• _Tugas Latihan a_
Pilih setiap baris catatan yang memuat kata "hanging", lalu salin baris-baris tersebut.

• _Kutipan Sumber_
Transfer Data ke AS, Imparsial: Pemerintah Khianati Konstitusi

Ilustrasi Data Pribadi. (Foto: Dok. Heylaw)

PARBOABOA , Jakarta - Penandatanganan kerangka kerja sama perdagangan antara Indonesia dan Amerika Serikat menuai kritik tajam.

Di balik janji manis perdagangan timbal balik, terselip klausul yang membuka pintu bagi Pemerintah Amerika Serikat untuk menerima data pribadi rakyat Indonesia — sebuah langkah yang dinilai sebagai pengkhianatan terhadap konstitusi dan kedaulatan negara.

Kesepakatan antara Pemerintah Indonesia dan Amerika Serikat yang diumumkan melalui laman resmi Pemerintahan Amerika Serikat pada 22 Juli 2025 menandai babak baru kerja sama ekonomi kedua negara.

Dalam perjanjian bertajuk Agreement on Reciprocal Trade, kedua belah pihak sepakat untuk mengatasi hambatan perdagangan digital, jasa, dan investasi.

Namun, di balik semangat kerja sama, tercantum poin kontroversial yang memungkinkan Pemerintah Indonesia mentransfer data pribadi warganya ke luar negeri.

Secara gamblang, poin keenam kerangka kerja sama itu menyatakan: “Indonesia has committed to address barriers impacting digital trade, services, and investment. Indonesia will provide certainty regarding the ability to transfer personal data out of its territory to the United States.”

(Indonesia telah berkomitmen untuk mengatasi hambatan yang memengaruhi perdagangan digital, jasa, dan investasi. Indonesia akan memberikan kepastian terkait kemampuan untuk mentransfer data pribadi ke luar wilayahnya ke Amerika Serikat).

Benturan dengan Prinsip HAM

Langkah ini memantik reaksi keras dari Imparsial, lembaga yang dikenal vokal dalam isu HAM.

Menurut mereka, transfer data pribadi ke negara lain melanggar prinsip dasar hak asasi manusia, terutama hak atas privasi.

“Data pribadi adalah bagian dari hak privasi warga negara Indonesia yang harus dilindungi dari potensi penyalahgunaan, bahkan oleh pemerintah sendiri, tegas Imparsial dalam pernyataannya, yang dikutip Parboaboa, Jumat, (25/07/2025).

Imparsial menekankan bahwa data pribadi tidak boleh dijadikan komoditas dagang antarnegara, apalagi diserahkan tanpa batasan yang jelas.

Lembaga ini menilai, dalam situasi normal, pemerintah pun tidak berhak memantau data warganya kecuali ada ancaman nyata terhadap keamanan nasional.

Imparsial juga menyoroti bahwa kebijakan transfer data ini berpotensi melanggar Undang-Undang Nomor 27 Tahun 2022 tentang Perlindungan Data Pribadi (UU PDP) yang baru diundangkan.

• _Tugas Latihan b_
Tentukan apakah tiap pernyataan berikut sesuai dengan artikel tentang transfer data ke AS di atas, lalu jawab ya atau tidak sambil mengutip kata-kata penentunya dari artikel. (i) Kesepakatan itu diumumkan melalui laman resmi Pemerintahan Amerika Serikat pada 22 Juli 2025. (ii) Imparsial menilai pemerintah berhak memantau data warganya dalam situasi normal. (iii) Perjanjian tersebut bertajuk Agreement on Reciprocal Trade.

• _Bahan yang Disediakan_
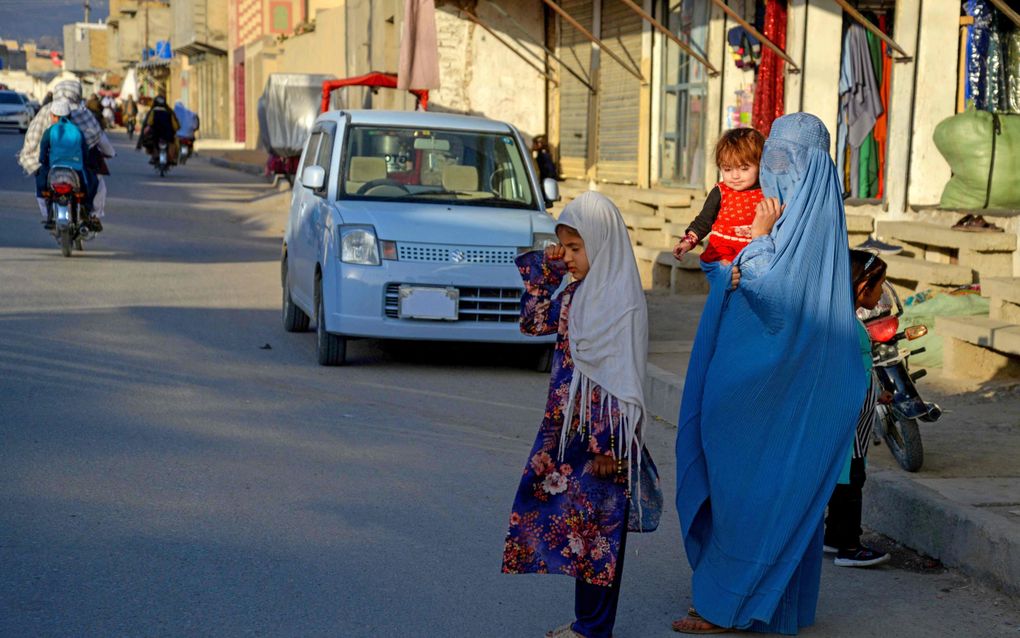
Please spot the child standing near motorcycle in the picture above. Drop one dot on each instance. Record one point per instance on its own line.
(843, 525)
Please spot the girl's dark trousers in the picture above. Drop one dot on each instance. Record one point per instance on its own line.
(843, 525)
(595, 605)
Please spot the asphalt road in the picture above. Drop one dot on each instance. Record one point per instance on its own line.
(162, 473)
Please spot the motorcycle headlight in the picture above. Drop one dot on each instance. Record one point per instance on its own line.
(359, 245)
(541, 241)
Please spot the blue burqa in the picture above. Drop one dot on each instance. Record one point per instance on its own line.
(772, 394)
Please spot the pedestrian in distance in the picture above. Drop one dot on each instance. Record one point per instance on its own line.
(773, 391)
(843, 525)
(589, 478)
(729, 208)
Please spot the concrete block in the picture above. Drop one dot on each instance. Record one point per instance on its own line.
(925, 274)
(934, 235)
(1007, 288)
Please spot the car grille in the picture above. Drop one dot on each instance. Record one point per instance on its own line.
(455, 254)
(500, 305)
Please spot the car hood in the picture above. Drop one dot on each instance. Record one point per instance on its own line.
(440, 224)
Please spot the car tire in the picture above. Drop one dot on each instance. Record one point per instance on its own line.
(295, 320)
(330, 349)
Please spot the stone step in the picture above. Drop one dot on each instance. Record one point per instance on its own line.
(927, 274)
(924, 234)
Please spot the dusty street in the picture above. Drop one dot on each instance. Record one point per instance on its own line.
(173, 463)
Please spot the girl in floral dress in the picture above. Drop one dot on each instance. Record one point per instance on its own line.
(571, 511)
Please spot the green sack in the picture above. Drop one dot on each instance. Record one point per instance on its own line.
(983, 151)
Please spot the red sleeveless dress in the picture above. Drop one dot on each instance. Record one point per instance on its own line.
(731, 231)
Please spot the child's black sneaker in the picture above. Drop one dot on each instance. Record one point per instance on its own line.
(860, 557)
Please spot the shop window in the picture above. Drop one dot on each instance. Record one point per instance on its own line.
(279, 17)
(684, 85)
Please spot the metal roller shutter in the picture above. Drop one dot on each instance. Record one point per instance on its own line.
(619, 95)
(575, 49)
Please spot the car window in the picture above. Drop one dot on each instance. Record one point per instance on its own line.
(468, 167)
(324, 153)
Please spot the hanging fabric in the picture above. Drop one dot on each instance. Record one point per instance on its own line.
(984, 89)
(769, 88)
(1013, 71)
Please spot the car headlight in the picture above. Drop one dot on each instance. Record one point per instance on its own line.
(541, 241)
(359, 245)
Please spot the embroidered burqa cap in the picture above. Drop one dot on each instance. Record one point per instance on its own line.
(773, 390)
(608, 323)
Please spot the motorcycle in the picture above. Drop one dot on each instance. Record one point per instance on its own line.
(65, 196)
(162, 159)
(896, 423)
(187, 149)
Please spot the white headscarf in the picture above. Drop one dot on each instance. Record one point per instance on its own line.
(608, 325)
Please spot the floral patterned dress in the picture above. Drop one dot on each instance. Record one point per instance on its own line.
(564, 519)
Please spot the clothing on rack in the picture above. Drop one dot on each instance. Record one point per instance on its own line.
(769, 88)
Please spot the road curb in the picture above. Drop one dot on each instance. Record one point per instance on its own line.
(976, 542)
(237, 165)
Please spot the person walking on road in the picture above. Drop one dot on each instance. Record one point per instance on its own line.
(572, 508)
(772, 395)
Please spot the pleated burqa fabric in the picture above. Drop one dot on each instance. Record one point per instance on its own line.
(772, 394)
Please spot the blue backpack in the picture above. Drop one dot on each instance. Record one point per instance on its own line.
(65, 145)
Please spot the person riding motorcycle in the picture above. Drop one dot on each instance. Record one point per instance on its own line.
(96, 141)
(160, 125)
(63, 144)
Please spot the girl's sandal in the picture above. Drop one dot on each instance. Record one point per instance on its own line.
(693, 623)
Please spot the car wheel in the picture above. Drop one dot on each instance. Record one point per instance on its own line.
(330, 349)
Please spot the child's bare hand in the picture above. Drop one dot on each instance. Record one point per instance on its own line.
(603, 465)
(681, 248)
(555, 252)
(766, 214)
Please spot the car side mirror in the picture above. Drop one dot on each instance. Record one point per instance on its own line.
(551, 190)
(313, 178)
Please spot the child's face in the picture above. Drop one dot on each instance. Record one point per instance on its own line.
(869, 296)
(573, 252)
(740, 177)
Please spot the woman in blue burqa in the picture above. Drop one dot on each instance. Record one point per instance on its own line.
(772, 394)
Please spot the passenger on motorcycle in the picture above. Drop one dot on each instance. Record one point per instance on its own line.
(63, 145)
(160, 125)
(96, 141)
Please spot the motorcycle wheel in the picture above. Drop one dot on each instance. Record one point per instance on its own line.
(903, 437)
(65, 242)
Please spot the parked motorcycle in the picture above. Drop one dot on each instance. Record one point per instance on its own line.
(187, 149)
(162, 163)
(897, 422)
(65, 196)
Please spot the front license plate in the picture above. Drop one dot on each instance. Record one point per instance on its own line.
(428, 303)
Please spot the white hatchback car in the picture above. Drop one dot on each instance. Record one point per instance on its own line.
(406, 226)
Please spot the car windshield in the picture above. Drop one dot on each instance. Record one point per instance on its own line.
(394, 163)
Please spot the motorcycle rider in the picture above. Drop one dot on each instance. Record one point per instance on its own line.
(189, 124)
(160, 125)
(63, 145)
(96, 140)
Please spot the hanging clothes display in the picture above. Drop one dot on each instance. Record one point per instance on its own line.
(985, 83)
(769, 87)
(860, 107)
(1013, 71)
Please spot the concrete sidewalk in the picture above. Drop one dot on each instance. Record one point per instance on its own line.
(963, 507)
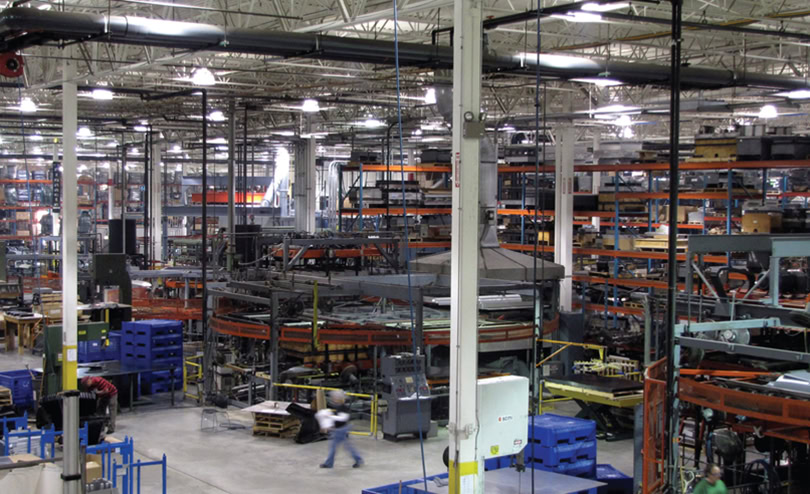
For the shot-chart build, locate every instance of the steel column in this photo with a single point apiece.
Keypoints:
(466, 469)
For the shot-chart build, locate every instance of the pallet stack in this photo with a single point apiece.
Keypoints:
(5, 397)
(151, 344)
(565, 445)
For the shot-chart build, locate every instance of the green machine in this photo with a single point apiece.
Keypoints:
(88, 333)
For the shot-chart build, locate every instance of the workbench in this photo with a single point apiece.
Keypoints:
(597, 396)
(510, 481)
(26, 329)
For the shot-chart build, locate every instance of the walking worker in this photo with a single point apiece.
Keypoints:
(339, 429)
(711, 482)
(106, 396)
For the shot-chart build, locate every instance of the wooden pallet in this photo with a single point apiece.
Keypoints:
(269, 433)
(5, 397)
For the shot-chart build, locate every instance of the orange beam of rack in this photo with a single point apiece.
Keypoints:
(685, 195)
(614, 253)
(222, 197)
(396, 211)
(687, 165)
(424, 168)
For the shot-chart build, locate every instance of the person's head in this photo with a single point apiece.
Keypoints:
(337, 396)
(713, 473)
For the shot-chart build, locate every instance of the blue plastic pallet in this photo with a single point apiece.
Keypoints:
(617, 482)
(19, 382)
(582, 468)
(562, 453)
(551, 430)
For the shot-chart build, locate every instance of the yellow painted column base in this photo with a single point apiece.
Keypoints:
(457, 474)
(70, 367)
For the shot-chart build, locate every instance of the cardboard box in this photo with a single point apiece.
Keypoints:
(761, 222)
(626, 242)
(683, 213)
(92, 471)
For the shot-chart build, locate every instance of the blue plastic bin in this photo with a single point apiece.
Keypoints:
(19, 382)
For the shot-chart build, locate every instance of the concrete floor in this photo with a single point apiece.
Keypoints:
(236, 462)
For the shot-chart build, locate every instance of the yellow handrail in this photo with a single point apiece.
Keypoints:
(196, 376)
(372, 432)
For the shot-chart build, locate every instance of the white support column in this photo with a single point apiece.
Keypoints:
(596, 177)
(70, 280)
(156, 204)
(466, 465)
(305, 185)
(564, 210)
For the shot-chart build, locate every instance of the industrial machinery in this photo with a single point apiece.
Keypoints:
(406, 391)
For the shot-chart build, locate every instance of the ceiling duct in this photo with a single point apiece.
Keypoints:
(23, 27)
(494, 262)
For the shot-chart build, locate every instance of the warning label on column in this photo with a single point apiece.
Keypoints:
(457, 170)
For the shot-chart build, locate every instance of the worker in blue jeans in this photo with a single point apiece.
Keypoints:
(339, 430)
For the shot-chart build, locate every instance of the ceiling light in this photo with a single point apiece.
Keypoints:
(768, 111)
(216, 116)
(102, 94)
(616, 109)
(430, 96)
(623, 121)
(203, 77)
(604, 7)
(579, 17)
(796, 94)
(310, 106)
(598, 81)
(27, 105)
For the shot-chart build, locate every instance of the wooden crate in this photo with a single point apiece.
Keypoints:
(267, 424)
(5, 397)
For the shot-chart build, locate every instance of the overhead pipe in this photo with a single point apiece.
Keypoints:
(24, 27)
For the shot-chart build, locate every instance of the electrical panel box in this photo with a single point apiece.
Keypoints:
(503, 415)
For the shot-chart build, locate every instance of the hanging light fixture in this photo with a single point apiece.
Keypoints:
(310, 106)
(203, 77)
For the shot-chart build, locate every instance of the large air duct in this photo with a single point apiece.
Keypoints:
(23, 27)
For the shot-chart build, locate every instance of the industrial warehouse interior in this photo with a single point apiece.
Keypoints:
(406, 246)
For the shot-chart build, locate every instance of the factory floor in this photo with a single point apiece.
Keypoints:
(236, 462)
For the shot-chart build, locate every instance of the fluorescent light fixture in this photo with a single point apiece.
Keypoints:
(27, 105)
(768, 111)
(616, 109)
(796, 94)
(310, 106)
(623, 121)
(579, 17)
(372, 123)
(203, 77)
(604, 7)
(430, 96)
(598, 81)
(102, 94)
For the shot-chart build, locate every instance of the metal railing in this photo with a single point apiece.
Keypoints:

• _Hasil Latihan a_
Please spot the hanging fabric in the picture above. Drop one dot on each instance. Record one point per instance on its own line.
Please spot the hanging clothes display in the picture above. Drop one dot on each instance. Record one point per instance on its own line.
For the shot-chart build, locate every instance of the hanging light fixture in this photo with a single point apiece.

• _Hasil Latihan b_
(i) Ya: "diumumkan melalui laman resmi Pemerintahan Amerika Serikat pada 22 Juli 2025"
(ii) Tidak: "dalam situasi normal, pemerintah pun tidak berhak memantau data warganya kecuali ada ancaman nyata terhadap keamanan nasional"
(iii) Ya: "Dalam perjanjian bertajuk Agreement on Reciprocal Trade"